══ Provided records ══

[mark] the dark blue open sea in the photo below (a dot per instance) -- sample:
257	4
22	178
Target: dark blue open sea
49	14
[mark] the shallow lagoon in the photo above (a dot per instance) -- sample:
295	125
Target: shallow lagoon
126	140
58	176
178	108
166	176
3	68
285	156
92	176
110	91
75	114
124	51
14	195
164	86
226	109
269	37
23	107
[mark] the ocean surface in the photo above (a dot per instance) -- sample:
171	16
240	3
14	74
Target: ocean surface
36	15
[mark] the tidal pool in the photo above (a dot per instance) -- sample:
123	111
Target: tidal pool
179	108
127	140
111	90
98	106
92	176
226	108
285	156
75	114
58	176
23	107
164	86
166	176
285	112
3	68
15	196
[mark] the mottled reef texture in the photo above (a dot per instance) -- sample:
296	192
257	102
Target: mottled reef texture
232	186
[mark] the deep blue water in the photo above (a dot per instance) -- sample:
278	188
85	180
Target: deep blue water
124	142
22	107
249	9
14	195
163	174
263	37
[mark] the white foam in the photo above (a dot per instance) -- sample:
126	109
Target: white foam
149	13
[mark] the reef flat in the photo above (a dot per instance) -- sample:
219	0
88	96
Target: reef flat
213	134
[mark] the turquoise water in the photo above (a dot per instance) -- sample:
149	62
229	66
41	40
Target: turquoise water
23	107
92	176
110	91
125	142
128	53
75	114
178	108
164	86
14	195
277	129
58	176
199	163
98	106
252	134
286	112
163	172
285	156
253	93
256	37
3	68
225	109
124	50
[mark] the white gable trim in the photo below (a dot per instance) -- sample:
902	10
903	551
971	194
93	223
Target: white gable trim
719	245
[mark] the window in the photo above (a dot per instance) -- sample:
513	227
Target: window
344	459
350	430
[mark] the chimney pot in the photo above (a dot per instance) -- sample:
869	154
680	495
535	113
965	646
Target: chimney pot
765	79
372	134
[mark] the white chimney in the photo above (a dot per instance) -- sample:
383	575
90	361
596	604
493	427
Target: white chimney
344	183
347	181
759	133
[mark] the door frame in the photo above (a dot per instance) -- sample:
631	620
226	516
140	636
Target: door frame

═══

=== The exercise ===
Copy all of the records above word for word, keeping every line and number the same.

=== Written answer ===
[mark] the dark blue open sea in the photo below (a dot per instance) -- sample:
257	4
22	178
Target: dark blue open sea
49	14
[mark] the shallow lagoon in the photo above (a dot per instance) -- sample:
295	125
Target: shallow lagoon
126	140
58	176
178	108
166	176
3	68
285	156
92	176
110	91
75	114
124	51
14	195
164	86
226	109
269	37
23	107
[mark] the ocean surface in the photo above (a dot per instance) -- sample:
171	16
240	3
14	74
Target: ocean surface
36	15
[mark] the tidal pool in the photo above (a dot per instance) -- sample:
123	111
Target: tidal pool
179	108
127	140
111	90
98	106
92	176
226	108
285	156
75	114
58	176
23	107
164	86
166	176
285	112
3	68
15	196
[mark] the mottled reef texture in the photo above (a dot per instance) -- sample:
296	192
257	102
Target: mottled reef texture
232	186
[mark] the deep blue water in the photo above (a dot per instance) -- sample:
278	188
85	180
Target: deep blue water
124	142
22	107
249	9
14	195
163	174
263	37
[mark] the white foam in the photo above (a dot per instance) -- sample:
126	109
Target: white foam
149	13
[mark] the reef flat in the photo above (a dot per instance) -- sample:
219	0
88	96
Target: reef flat
213	134
[mark] the turquoise water in the photo above (a dot per instance) -- sample:
149	62
229	66
41	40
Target: turquoise water
23	107
92	176
110	91
125	142
128	53
75	114
178	108
164	86
14	195
277	129
58	176
199	163
98	106
252	134
286	112
163	172
285	156
253	93
256	37
3	68
225	109
124	50
[mark] the white gable trim in the photo below (a dot per instance) -- sample:
902	10
903	551
971	194
93	223
Target: white gable trim
719	245
[mark] the window in the photo above (a dot per instance) -- sample:
513	227
Target: window
344	459
350	430
[mark] the chimney pot in the photo above (a dot per instance) -- sample:
869	154
680	495
535	113
965	646
Target: chimney pot
765	79
372	134
[mark] the white chimney in the photo above (a dot per instance) -- sample:
383	575
90	361
596	604
493	427
Target: white chimney
344	183
347	181
759	133
[mark] the door frame in the photo above (a dot per instance) -- sample:
631	620
226	516
140	636
Target: door frame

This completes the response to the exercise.